====== Textabschnitt

Kompakt ist die Zukunft
Nach vielen Stationen in der Campingbranche machte sich der Designer Swen Dluzak als Händler selbstständig. Bald kam die eigene Marke Rocket Camper dazu. promobil führt Gespräch mit ihm ein Gespräch über heute und morgen und die Zukunft des Wohnmobils.
Herr Dluzak, ich habe mir letztens eine neue Gitarre gekauft, der Laden hat mir null Euro Nachlass oder irgendwas obendrauf gegeben. Verstehen Sie das?
Warum sollte er auch? Nachlässe bedeuten doch, dass ich vorher einkalkuliere, was ich offensichtlich nicht benötige. Das finde ich unaufrichtig dem Kunden gegenüber. Wer auf seinen fairen Lohn verzichtet, befindet sich in einer Notlage oder er setzt auf Massenware bei geringem Service. Beides ist nicht gut für die Kunden. Unsere Rockets sind Manufakturprodukte. Unser Ziel war es, hochwertige, robuste und funktionale Fahrzeuge zu kreieren, in denen man sich wohlfühlt. Die Akzeptanz eines höheren Preises ist Wertschätzung für unsere Arbeit. Klar, die Leute sehen, was für Preise bei anderen Herstellern möglich sind. Da drängen Firmen in Segmente ein, zu denen sie keinerlei Leidenschaft mitbringen, und das funktioniert dann nicht im Alltag, nur günstig bringt den Kunden auch nichts.

============
====== Datenzeilen

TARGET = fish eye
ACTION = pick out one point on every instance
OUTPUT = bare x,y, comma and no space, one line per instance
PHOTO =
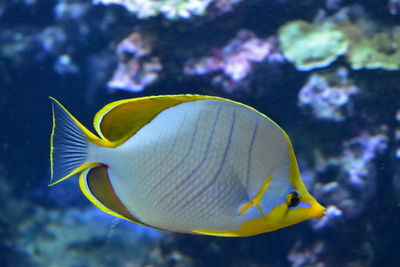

============

▶ Ihre Aufgaben:
(1) Nennen Sie die drei Adjektive, mit denen das Interview über die Zukunft des Wohnmobils die Fahrzeuge beschreibt, die man kreieren wollte. Geben Sie die Adjektive in der Form an, in der sie dort stehen.
(2) Setzen Sie das Interview über die Zukunft des Wohnmobils nach seinem letzten Satz fort.

▶ Lösungen je Aufgabe:
(1) hochwertige, robuste, funktionale

(2)
Sind die guten Verkaufszahlen von Kastenwagen ein Hype oder geht das weiter?
Der kompakte Camper ist die Zukunft. Die Kunden wollen agile und kompakte Fahrzeuge. Das ermöglicht die Nutzung des Fahrzeugs für Alltag und Freizeit. Kompakte Fahrzeuge sind ressourcenschonender. Sie wiegen weniger und haben einen deutlich besseren Luftwiderstand. Das hilft Kraftstoff zu sparen und reduziert den Schadstoffausstoß. Elektroantriebe benötigen schwere Batterien. Dieses Mehrgewicht muss an anderer Stelle eingespart werden. Der Camper der Zukunft muss nachhaltiger werden und in das ökologisch-soziale Bild passen. Dafür braucht es Lösungen.
Hat das Reisen in dieser Form damit überhaupt noch eine Zukunft?
Ja, das steckt in uns Menschen, das Nomadentum ist uns immer noch mitgegeben. Wir können doch gar nicht anders, als unsere Welt zu erkunden.
Kommen wir also wieder zu den Lösungen für die Zukunft.
Wenn man sehr kompakt baut, braucht man erweiterbare Räume. Wo man das schön sieht, ist beim Trend zum Dachzelt. Kleine Autos, urbane Flitzer, oft nicht schnell, und dann das Schlafzimmer aus Stoff auf dem Dach. Ein flaches Auto mit Dachkabine habe ich schon vor Jahren gebaut. Da gibt es dann auch einen Durchgang von innen hoch in die Koje.
Sie sprechen das Dachzelt an. Müssen wir frieren in Zukunft?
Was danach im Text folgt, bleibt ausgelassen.